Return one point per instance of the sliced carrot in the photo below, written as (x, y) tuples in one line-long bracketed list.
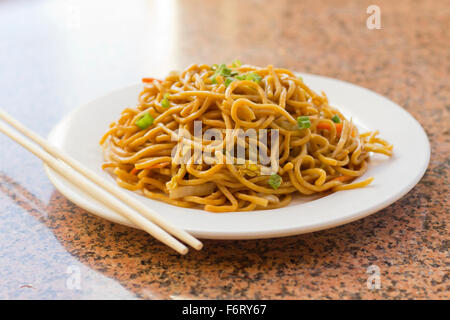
[(339, 126), (342, 178), (150, 80), (159, 165), (326, 126)]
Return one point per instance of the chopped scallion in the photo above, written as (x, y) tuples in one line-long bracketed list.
[(145, 121), (303, 122), (165, 101)]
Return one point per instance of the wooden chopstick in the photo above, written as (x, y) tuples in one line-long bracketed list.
[(99, 187)]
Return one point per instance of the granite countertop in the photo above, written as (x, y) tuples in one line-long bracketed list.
[(56, 55)]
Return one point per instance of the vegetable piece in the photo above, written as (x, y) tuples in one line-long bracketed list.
[(185, 191), (223, 71), (326, 126), (165, 101), (150, 80), (236, 63), (336, 119), (228, 81), (158, 165), (250, 77), (303, 122), (145, 121), (275, 181), (342, 178)]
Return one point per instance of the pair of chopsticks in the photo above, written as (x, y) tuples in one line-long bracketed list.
[(97, 187)]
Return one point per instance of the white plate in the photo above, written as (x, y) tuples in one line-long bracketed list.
[(79, 134)]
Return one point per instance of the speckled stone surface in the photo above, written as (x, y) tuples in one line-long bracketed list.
[(56, 55)]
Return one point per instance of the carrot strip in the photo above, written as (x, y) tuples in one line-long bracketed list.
[(342, 178), (326, 126), (150, 80), (159, 165)]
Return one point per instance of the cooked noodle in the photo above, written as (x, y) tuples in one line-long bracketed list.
[(319, 149)]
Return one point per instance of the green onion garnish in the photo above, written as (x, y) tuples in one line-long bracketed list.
[(221, 70), (336, 119), (144, 121), (236, 63), (250, 77), (228, 81), (275, 181), (303, 122), (165, 102), (254, 77)]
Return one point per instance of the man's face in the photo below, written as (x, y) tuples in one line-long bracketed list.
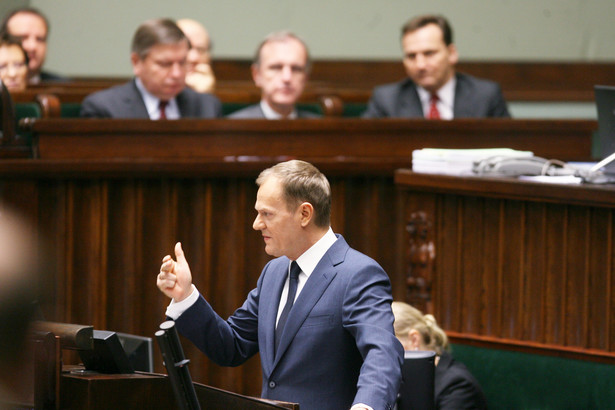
[(280, 227), (163, 70), (13, 69), (199, 53), (281, 74), (32, 31), (428, 61)]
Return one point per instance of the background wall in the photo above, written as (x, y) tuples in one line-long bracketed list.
[(93, 38)]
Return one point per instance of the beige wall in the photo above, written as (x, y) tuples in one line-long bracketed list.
[(92, 37)]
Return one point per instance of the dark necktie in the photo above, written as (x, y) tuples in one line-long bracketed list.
[(163, 109), (292, 291), (434, 114)]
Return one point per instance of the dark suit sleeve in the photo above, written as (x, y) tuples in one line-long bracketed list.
[(375, 107), (93, 106), (227, 342), (368, 317)]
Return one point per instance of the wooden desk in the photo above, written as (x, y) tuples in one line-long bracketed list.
[(517, 260), (146, 391), (113, 197), (336, 140)]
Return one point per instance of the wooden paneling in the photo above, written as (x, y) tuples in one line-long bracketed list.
[(113, 197), (519, 260), (387, 141)]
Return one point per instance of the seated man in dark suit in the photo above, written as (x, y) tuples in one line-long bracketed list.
[(32, 28), (434, 90), (280, 70), (159, 52)]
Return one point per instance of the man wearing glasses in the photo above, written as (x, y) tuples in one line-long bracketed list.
[(158, 91), (280, 69)]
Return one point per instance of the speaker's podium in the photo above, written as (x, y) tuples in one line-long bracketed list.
[(117, 385), (147, 391)]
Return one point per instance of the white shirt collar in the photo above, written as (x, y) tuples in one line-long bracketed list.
[(310, 258), (271, 114), (446, 98), (152, 104)]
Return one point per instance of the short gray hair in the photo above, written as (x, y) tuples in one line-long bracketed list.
[(154, 32), (302, 182)]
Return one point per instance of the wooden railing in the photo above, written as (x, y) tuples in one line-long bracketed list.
[(113, 196)]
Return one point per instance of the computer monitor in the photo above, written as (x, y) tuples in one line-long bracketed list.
[(417, 386), (605, 107), (107, 356), (139, 350)]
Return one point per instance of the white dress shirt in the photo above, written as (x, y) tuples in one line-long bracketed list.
[(271, 114), (446, 99), (152, 104)]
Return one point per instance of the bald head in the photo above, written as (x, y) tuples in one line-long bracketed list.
[(199, 39)]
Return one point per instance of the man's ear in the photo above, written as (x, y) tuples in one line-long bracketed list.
[(255, 75), (415, 339), (136, 64), (306, 213), (453, 55)]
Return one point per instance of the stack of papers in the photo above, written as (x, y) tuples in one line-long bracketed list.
[(457, 161)]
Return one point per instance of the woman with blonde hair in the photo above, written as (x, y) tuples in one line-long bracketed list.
[(454, 385)]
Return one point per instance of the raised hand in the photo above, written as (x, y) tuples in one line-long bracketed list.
[(175, 279)]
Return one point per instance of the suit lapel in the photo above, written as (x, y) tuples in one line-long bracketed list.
[(134, 102), (463, 105), (270, 314), (313, 290), (409, 102)]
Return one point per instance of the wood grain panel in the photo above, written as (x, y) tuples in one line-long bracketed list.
[(546, 266)]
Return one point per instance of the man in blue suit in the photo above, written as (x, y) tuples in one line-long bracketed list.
[(335, 347), (158, 91), (433, 89)]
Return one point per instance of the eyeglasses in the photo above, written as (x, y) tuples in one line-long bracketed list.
[(6, 67)]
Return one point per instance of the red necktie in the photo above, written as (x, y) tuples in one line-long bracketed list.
[(434, 114), (162, 106)]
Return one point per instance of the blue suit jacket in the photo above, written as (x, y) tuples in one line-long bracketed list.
[(338, 347), (255, 111), (474, 98), (125, 101)]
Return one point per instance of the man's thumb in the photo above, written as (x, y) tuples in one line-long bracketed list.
[(179, 253)]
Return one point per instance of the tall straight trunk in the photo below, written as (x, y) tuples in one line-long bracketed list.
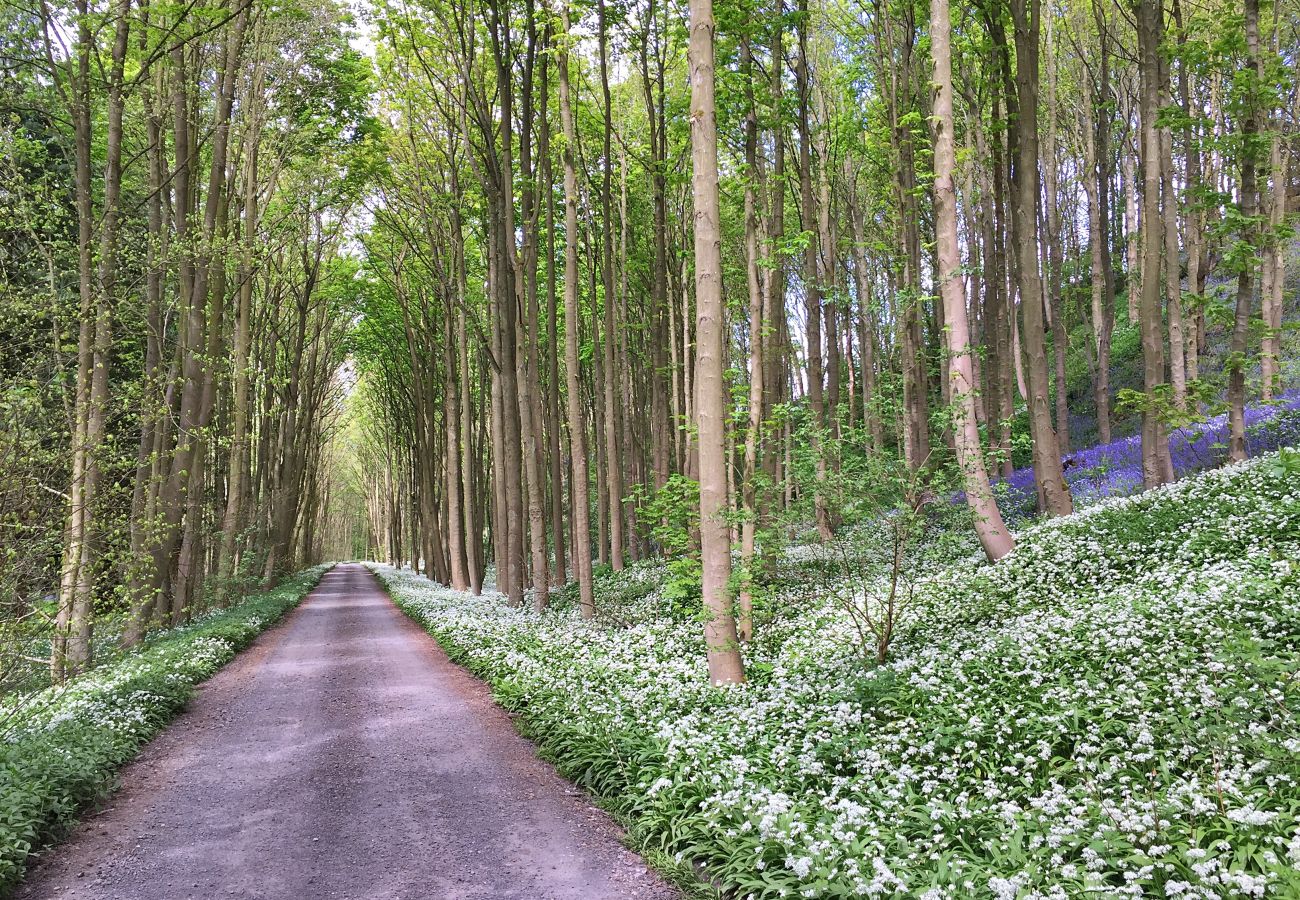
[(1273, 264), (507, 308), (720, 640), (1248, 206), (753, 187), (525, 289), (1047, 451), (232, 522), (992, 532), (1192, 213), (1132, 269), (811, 275), (553, 386), (774, 299), (661, 312), (1054, 252), (456, 555), (866, 319), (1173, 271), (1155, 442), (1002, 298), (612, 372), (1099, 230), (70, 648), (580, 480)]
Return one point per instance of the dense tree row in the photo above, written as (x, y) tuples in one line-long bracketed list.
[(615, 249), (176, 186), (598, 281)]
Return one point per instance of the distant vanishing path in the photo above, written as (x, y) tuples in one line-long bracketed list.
[(343, 756)]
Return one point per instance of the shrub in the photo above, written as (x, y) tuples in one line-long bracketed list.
[(59, 752), (1112, 710)]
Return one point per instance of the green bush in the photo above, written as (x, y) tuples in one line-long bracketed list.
[(59, 752), (1110, 710)]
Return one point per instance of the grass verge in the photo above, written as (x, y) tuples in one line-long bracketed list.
[(61, 751)]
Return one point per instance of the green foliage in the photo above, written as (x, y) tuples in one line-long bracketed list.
[(59, 751), (1113, 704), (675, 511)]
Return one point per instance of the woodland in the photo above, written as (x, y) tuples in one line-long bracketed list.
[(857, 438)]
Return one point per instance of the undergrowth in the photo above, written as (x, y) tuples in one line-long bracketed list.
[(61, 749)]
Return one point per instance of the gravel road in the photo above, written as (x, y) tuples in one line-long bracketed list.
[(343, 756)]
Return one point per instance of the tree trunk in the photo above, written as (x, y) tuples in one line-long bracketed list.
[(720, 639)]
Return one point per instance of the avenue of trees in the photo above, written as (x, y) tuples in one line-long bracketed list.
[(623, 247), (502, 290), (174, 187)]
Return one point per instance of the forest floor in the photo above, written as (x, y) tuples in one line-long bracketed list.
[(343, 756)]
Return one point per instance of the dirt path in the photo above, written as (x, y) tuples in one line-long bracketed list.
[(343, 756)]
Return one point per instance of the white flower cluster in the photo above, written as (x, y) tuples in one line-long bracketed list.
[(1113, 710)]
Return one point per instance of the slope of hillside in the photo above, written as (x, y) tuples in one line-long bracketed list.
[(1113, 710)]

..............................

WHAT TO PRODUCE
Print the records above exactly as they stand, but leave out the pictures.

EXPECTED ANSWER
Return one point per instance of the sliced carrot in the photo below, written as (x, y) tuples in one line-long bracketed list.
[(339, 126), (342, 178), (150, 80), (159, 165), (326, 126)]
Return one point per instance of the chopped scallion in the photo above, written as (x, y) tuples in one line-long bracketed list.
[(145, 121), (303, 122), (165, 101)]
Return one point per instance of the wooden chopstick in the photo above, written as (x, y) tuples in one line-long bracketed list.
[(99, 187)]
Return one point per instance of the granite countertop in the photo above, written as (x, y) tuples in one line-long bracketed list.
[(56, 55)]
Return one point per instance of the vegetable piece in the photo above, written as (x, y) tuples in one line-long bracketed list.
[(185, 191), (223, 71), (326, 126), (165, 101), (150, 80), (236, 63), (336, 119), (228, 81), (158, 165), (250, 77), (303, 122), (145, 121), (275, 181), (342, 178)]
Return one point per instance of the pair of chopsticks in the photo above, written as (x, y) tuples in one line-long bracketed list.
[(97, 187)]
Return one point per instance of the white plate in the photo above, written as (x, y) tuples in one line-long bracketed list.
[(79, 134)]
Return one point per instance of the speckled stone surface in the photo above, written as (x, y) tuples in one line-long bracketed list.
[(56, 55)]
Return one point per instance of the carrot strip in the photo above, written as (x, y) tuples in one line-long bracketed list.
[(342, 178), (326, 126), (150, 80), (159, 165)]
Return one point per instance of the cooked noodle in the photo above, written as (x, y) tuples in one line-long bracketed list.
[(319, 149)]
Return one point per instance of the green onion garnish in the photo above, written as (x, y) tuples in one line-long bracketed list.
[(221, 70), (336, 119), (144, 121), (236, 63), (250, 77), (228, 81), (275, 181), (303, 122), (165, 102), (254, 77)]
Return one point per instance of the man's face in the photo below, written as (x, y) tuples in one line-long bracketed list.
[(280, 227), (163, 70), (13, 69), (199, 53), (281, 74), (32, 31), (428, 61)]
Return one point per instance of the background wall in the photo above, written as (x, y) tuples in one line-long bracketed list.
[(93, 38)]
Return one point per instance of the beige wall in the photo above, written as (x, y) tuples in one line-long bracketed list.
[(92, 37)]
Return one point per instance of the dark necktie in the photo above, written as (x, y) tuples in one line-long bracketed list.
[(163, 109), (292, 291), (434, 114)]
Return one point per instance of the dark suit sleeve in the photo above, written as (x, y) tuples in one line-long bracketed list.
[(375, 107), (93, 106), (227, 342), (368, 317)]
Return one point per instance of the wooden desk in the photo above, written as (x, y) tuples in one line-long bracketed list.
[(517, 260), (146, 391), (113, 197), (336, 140)]
Return one point per instance of the wooden paneling in the photo above, written as (x, y) tuples in one line-long bracketed list.
[(113, 197), (519, 260), (387, 141)]
Return one point per instance of the seated man in dark suit in the photo above, written as (x, y) tuples in one line-long bracketed list.
[(32, 28), (434, 90), (280, 70), (159, 52)]
Return one point per instance of the man wearing glasses in the photo above, written as (x, y) tuples in one line-long bracketed list.
[(158, 91), (280, 69)]
Return one point per instance of the speaker's podium in the photo above, written as (x, y) tuples in one line-long bracketed list.
[(117, 385), (147, 391)]
Return one point per instance of the white shirt collar in the photo above, written as (x, y) tuples in one line-long bracketed list.
[(310, 258), (271, 114), (446, 98), (152, 104)]
Return one point per instance of the short gray hair in the photo above, written as (x, y) tuples in one line-long bracketed list.
[(154, 32), (302, 182)]
Return one point per instance of the wooden railing in the photo above, written as (x, y) tuples in one line-long bracketed list.
[(113, 196)]
Return one point per instance of the computer monitor in the photo above, written as (x, y) tuples in one line-long bracketed list.
[(417, 386), (605, 107), (107, 356), (139, 350)]
Return one point per instance of the white dress shirt in the photo above, written as (x, y) tuples in one line-long bracketed list.
[(271, 114), (446, 99), (152, 104)]
Return one point per instance of the bald head in the photo above, written as (x, y) tuples in one line-long bracketed list.
[(199, 39)]
Return one point per instance of the man's ear in the photo above, written as (x, y) tuples in one line-long bracketed list.
[(255, 75), (415, 339), (136, 64), (306, 213), (453, 55)]
Return one point per instance of the stack of papers in the photo above, written as (x, y) tuples in one line-long bracketed list.
[(457, 161)]
Return one point per instance of the woman with blonde hair in the photo above, written as (x, y) tuples in one line-long bracketed list.
[(454, 385)]
Return one point per instance of the raised hand in the photo above, written as (x, y) tuples in one line-long bracketed list.
[(175, 279)]
Return one point per instance of the suit lapel in the photo above, written as (x, y) tuples in one line-long bracketed list.
[(134, 102), (463, 105), (270, 314), (313, 290), (409, 102)]
Return one point per instance of the wood grain panel in the photo above, written as (x, y) tuples in one line-long bracketed list.
[(546, 266)]
Return one point per instance of the man in blue suit in the photo above, written as (x, y) tuples in one line-long bracketed list.
[(335, 347), (158, 91), (433, 89)]
Return one point per instance of the eyeglasses in the photo above, written as (x, y) tuples in one line-long bracketed list.
[(6, 67)]
Return one point per instance of the red necktie in the photo above, written as (x, y) tuples in one line-long bracketed list.
[(434, 114), (162, 106)]
Return one point per instance of the blue suit jacket in the photo above, written as (x, y) tuples in one line-long bracketed list.
[(338, 347), (255, 111), (474, 98), (125, 101)]
Return one point per instance of the man's thumb in the photo above, written as (x, y) tuples in one line-long bracketed list.
[(179, 253)]
Return one point per instance of the tall straight trunk in the photo below, written as (x, y) tuples in one line-long bracketed list.
[(1273, 264), (507, 308), (720, 640), (1248, 206), (753, 187), (525, 289), (1047, 451), (232, 522), (992, 532), (1192, 213), (1132, 269), (811, 275), (553, 386), (774, 299), (661, 312), (1054, 252), (456, 555), (866, 319), (1173, 271), (1155, 442), (1002, 298), (612, 372), (1099, 230), (70, 648), (580, 480)]
Return one point per instance of the dense tree row in the photo above, written as (x, y) tuples in one line-long bracketed list.
[(615, 249), (176, 186), (598, 281)]
Return one point per instance of the distant vanishing path in the photo above, written as (x, y) tuples in one line-long bracketed list.
[(343, 756)]
Return one point per instance of the shrub in the photo above, written as (x, y) tuples in one line-long bracketed list.
[(59, 752), (1112, 710)]
Return one point per instance of the green bush in the photo above, written as (x, y) tuples in one line-long bracketed list.
[(59, 752), (1110, 710)]
Return one point per instance of the grass verge in the photo above, written as (x, y) tuples in one line-long bracketed list.
[(61, 751)]
Return one point per instance of the green foliage in the photo above, written as (x, y) tuples in one line-long bracketed list.
[(59, 751), (1113, 704), (675, 511)]
Return one point per instance of the woodland in the photo above, written as (x, y) tuples in one line-long bracketed list.
[(857, 438)]
Return one point per instance of the undergrowth in the photo above, written as (x, y) tuples in one line-long bracketed list.
[(61, 749)]
Return one point per instance of the gravel road in the photo above, written as (x, y) tuples in one line-long bracketed list.
[(343, 756)]
Return one point per instance of the tree trunk in the photo above, written as (x, y) tuples in one line-long bracketed list.
[(720, 639)]
Return one point per instance of the avenue of trees in the photo above, written as (x, y) tuples in one line-long bracketed list.
[(623, 247), (502, 290), (174, 187)]
Return one point per instance of the forest floor in the photo above, written as (x, y) tuples in one line-long bracketed list.
[(343, 756)]
Return one point per instance of the dirt path in the photo above, written as (x, y) tuples in one line-long bracketed list.
[(343, 756)]
Return one point per instance of the white flower cluster in the photo above, written as (x, y) tuples in one line-long bracketed list.
[(1113, 710)]
Return one point per instance of the slope of hillside in the photo above, written as (x, y) tuples in one line-long bracketed list.
[(1113, 710)]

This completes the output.